## Start Given passage

[Python-checkins] python/dist/src/Doc/lib libshlex.tex,1.12,1.13

niemeyer@users.sourceforge.net niemeyer@users.sourceforge.net
Thu, 17 Apr 2003 14:32:01 -0700


Update of /cvsroot/python/python/dist/src/Doc/lib
In directory sc8-pr-cvs1:/tmp/cvs-serv1866/Doc/lib

Modified Files:
	libshlex.tex 
Log Message:
Implemented posix-mode parsing support in shlex.py, as dicussed in
mailing list, and in patch #722686.

## End Given passage
## Start Given data

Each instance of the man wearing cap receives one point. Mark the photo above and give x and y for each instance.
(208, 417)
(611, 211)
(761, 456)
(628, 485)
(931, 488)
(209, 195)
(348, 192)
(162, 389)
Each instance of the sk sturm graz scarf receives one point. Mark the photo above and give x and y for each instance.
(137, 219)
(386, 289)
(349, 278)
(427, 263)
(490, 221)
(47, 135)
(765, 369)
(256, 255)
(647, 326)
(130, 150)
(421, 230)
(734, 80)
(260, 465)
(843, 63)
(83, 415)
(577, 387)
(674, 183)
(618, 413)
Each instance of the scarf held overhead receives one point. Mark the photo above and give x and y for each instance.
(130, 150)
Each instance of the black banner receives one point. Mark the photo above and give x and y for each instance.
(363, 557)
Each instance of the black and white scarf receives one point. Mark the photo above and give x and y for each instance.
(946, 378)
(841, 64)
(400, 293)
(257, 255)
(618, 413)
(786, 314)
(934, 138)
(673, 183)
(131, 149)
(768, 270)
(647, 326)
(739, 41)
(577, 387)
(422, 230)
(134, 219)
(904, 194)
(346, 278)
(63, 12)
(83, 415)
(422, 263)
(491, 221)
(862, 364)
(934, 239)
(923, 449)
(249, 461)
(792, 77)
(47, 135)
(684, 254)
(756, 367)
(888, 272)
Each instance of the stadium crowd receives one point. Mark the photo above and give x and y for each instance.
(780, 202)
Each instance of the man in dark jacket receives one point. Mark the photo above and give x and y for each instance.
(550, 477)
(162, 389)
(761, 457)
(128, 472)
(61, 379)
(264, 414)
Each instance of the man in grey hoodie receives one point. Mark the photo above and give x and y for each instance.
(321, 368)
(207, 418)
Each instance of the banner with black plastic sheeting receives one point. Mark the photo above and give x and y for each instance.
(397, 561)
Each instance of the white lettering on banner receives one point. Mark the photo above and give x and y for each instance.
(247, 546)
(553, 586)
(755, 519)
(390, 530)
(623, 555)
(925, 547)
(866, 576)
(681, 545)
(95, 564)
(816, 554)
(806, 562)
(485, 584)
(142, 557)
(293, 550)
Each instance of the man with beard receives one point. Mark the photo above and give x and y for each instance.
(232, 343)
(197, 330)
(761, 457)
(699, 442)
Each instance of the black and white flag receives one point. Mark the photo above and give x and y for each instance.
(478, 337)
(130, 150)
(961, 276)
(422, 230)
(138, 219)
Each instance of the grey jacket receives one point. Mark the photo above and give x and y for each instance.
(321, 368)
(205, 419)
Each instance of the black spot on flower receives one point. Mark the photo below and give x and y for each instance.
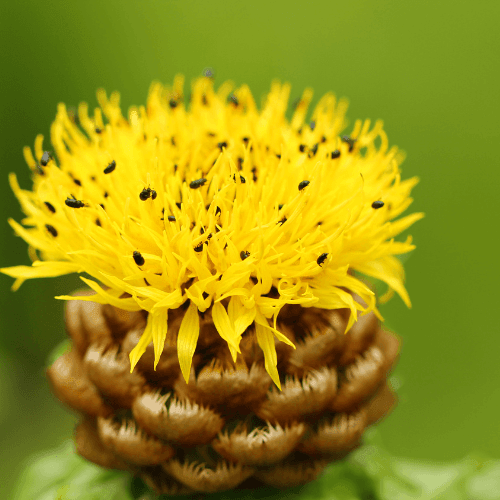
(45, 158)
(52, 230)
(138, 258)
(110, 167)
(197, 183)
(322, 258)
(50, 207)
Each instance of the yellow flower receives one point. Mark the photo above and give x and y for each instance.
(216, 205)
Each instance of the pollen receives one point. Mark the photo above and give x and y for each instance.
(264, 210)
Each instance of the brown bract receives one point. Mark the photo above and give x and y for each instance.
(184, 423)
(229, 426)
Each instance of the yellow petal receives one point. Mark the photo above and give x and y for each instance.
(225, 327)
(187, 339)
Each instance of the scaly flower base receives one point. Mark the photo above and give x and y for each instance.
(229, 426)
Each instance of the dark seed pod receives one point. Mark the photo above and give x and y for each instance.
(72, 203)
(377, 204)
(50, 207)
(110, 167)
(138, 258)
(45, 158)
(322, 258)
(197, 183)
(52, 230)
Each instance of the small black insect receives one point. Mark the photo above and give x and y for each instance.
(242, 179)
(50, 207)
(146, 193)
(313, 150)
(45, 158)
(197, 183)
(52, 230)
(110, 167)
(349, 141)
(322, 258)
(138, 258)
(74, 203)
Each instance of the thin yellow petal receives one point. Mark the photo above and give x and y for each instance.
(187, 339)
(140, 348)
(266, 342)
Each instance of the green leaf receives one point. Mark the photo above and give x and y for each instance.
(63, 475)
(368, 473)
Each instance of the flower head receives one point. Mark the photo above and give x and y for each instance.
(216, 205)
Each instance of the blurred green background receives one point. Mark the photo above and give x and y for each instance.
(428, 69)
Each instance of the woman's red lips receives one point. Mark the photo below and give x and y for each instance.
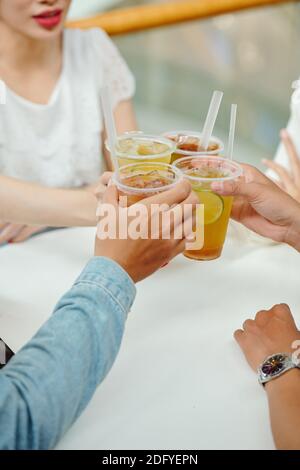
(49, 19)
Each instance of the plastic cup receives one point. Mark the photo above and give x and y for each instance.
(137, 147)
(214, 142)
(201, 172)
(138, 181)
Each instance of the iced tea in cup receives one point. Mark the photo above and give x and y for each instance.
(188, 143)
(137, 147)
(201, 172)
(138, 181)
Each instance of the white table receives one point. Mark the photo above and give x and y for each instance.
(179, 380)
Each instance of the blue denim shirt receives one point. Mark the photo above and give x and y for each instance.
(46, 386)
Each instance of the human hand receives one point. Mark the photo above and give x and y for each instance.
(263, 207)
(143, 256)
(289, 181)
(273, 331)
(17, 233)
(101, 185)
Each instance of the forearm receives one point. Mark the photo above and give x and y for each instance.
(293, 235)
(32, 204)
(47, 385)
(284, 403)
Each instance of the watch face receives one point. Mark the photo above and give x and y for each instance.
(274, 365)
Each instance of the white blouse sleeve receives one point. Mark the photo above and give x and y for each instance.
(115, 72)
(293, 127)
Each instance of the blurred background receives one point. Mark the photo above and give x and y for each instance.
(253, 56)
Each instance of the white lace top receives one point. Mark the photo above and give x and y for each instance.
(59, 144)
(293, 127)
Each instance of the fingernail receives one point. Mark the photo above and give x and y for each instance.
(283, 133)
(217, 186)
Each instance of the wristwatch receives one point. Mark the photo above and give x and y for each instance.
(274, 366)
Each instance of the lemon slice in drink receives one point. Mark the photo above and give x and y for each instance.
(213, 206)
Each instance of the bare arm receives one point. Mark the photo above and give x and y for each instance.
(274, 331)
(28, 203)
(284, 403)
(125, 121)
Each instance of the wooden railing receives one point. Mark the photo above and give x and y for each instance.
(128, 20)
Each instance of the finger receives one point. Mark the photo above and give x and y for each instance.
(292, 153)
(106, 177)
(176, 195)
(283, 312)
(251, 190)
(263, 317)
(9, 232)
(240, 336)
(111, 196)
(179, 248)
(283, 174)
(248, 325)
(26, 233)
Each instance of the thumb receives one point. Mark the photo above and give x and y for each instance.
(111, 196)
(239, 187)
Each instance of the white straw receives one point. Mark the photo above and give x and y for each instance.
(109, 124)
(232, 131)
(211, 118)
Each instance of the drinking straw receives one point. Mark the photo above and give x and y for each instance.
(211, 118)
(110, 124)
(232, 131)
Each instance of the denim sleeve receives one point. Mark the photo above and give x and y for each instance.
(46, 386)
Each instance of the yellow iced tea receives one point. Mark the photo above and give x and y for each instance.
(140, 148)
(201, 172)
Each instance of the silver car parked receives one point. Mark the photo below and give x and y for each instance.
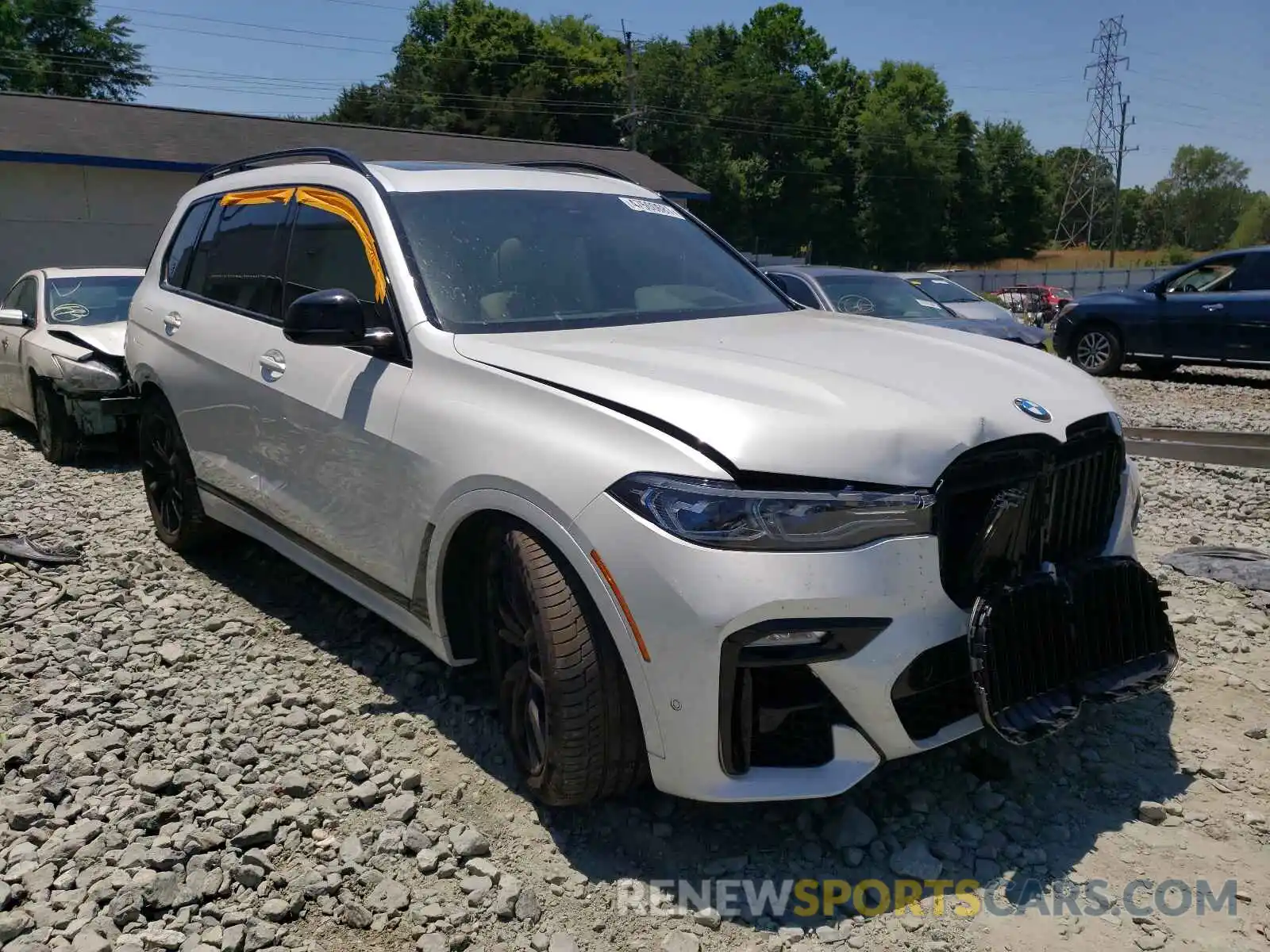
(544, 420)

## End Given data

(Tasks to complete)
• a. Answer these questions about the shlex commit message, one line each:
(i) Which file is listed under "Modified Files"?
(ii) What patch number is cited?
(iii) What support was implemented, and in which file?
• b. Write the next part of the shlex commit message, starting after its final sentence.

(Responses to the tasks)
• a.
(i) libshlex.tex
(ii) #722686
(iii) Posix-mode parsing support, in shlex.py

• b.
Index: libshlex.tex
===================================================================
RCS file: /cvsroot/python/python/dist/src/Doc/lib/libshlex.tex,v
retrieving revision 1.12
retrieving revision 1.13
diff -C2 -d -r1.12 -r1.13
*** libshlex.tex	9 May 2001 15:50:17 -0000	1.12
--- libshlex.tex	17 Apr 2003 21:31:28 -0000	1.13
***************
*** 5,9 ****
--- 5,11 ----
  \modulesynopsis{Simple lexical analysis for \UNIX\ shell-like languages.}
  \moduleauthor{Eric S. Raymond}{esr@snark.thyrsus.com}
+ \moduleauthor{Gustavo Niemeyer}{niemeyer@conectiva.com}
  \sectionauthor{Eric S. Raymond}{esr@snark.thyrsus.com}
+ \sectionauthor{Gustavo Niemeyer}{niemeyer@conectiva.com}
  
  \versionadded{1.5.2}
***************
*** 11,28 ****
  The \class{shlex} class makes it easy to write lexical analyzers for
  simple syntaxes resembling that of the \UNIX{} shell.  This will often
! be useful for writing minilanguages, e.g.\ in run control files for
! Python applications.
!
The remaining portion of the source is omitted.